“When there is foreign investment or involvement in critical infrastructure we need to have a high level of scrutiny” James Murray said on Radio 4’s Today programme.
The government’s decision to recall parliament to pass emergency legislation to protect British Steel makes sense.
But it raises questions for other key national assets which have been sold off to the highest bidder over a 40 year period.
Older readers might remember the ‘Tell Sid’ campaign and Thatcher’s vision to create a nation of small shareholders. Inevitably those early buyers had their assets gobbled up by international investment firms, foreign states and billionaires. Water, energy, rail, buses, Royal Mail and the NHS, all are up for grabs today, with dire consequences.
The government is saying that in the new world order, national security is the top priority. But privatisation on this scale doesn’t feel safe or secure. We are gambling on investors whose sole focus is to make a profit. And many are not even doing so from the UK, our essential infrastructure is just a part of their portfolios, an investment opportunity on the other side of the world.

### Problem to work on
Copy out the privatization text between "The government’s decision" and "40 year period.", inclusive, word for word. Work from the privatization text alone.

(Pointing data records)
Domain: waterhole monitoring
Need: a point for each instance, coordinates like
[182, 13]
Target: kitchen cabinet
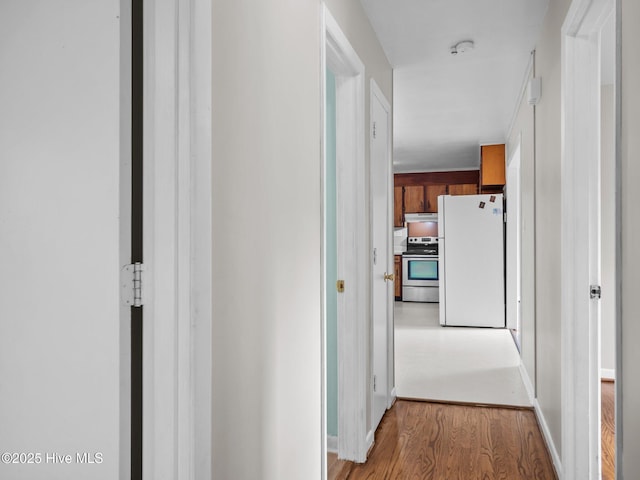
[398, 215]
[433, 191]
[463, 189]
[414, 199]
[492, 166]
[398, 276]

### In response
The government’s decision to recall parliament to pass emergency legislation to protect British Steel makes sense.
But it raises questions for other key national assets which have been sold off to the highest bidder over a 40 year period.